- BRIEF
From the rhotrix multiplication excerpt, list every programming language or software tool it names as used to implement or simulate the algorithms.

- SELECTED TEXT

************

In order to validate the usefulness and effectiveness of the implemented framework, two main problems will be discussed:

Heart-oriented multiplication: i.e direct multiplication of rhotrix elements with corresponding array indices.

Row-column multiplication: i.e multiplication of rhotrix elements row by column wise.

1.4. Research Methodology

The method used in this study is as follows:

A review of different rhotrix multiplication methods from related literatures was carried out. This includes row-column multiplication akin to the traditional row-column matrix multiplication, similar to this also is the rhotrix conversion to coupled matrix by padding, referred to as rhotrix transformation. A collection of algorithms were designed to implement each of the aforementioned methods. The implementation was done using C and Java programming Languages for the sequential algorithm test bed while Delphi API and MPI message passing were used to simulate the parallel algorithms.

1.5. Organization of the Thesis

The rest of the thesis is organized as follows: Chapter II reviews the relevant literature in the research areas that covers different ideology defining rhotrix multiplication that pertains to this study and discusses the methodology of scalable parallel platform models adopted for the study, Chapter III discusses rhotrix data representation format, algorithm design for rhotrices row-column and heart-oriented rhotrices application, data mapping problem, rhotrix data mapping design and parallel platform performance model. Chapter IV describes the research implementation strategy of our parallel rhotrix

6

multiplication algorithms and provides the experimental results of each algorithm on the adopted platform. Chapter V summarises the present study and presents the conclusion and future work.

************

- RECORDS SUPPLIED
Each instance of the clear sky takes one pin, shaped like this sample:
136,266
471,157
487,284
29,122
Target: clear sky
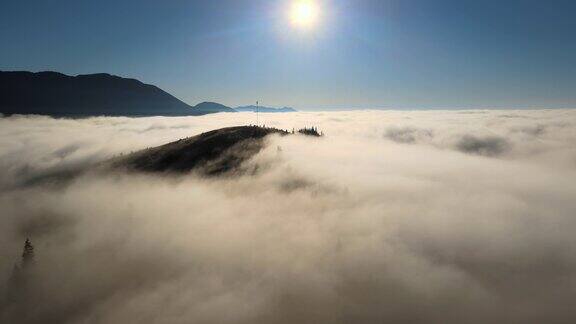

************

- WRITTEN SOLUTION
C, Java, Delphi API, MPI message passing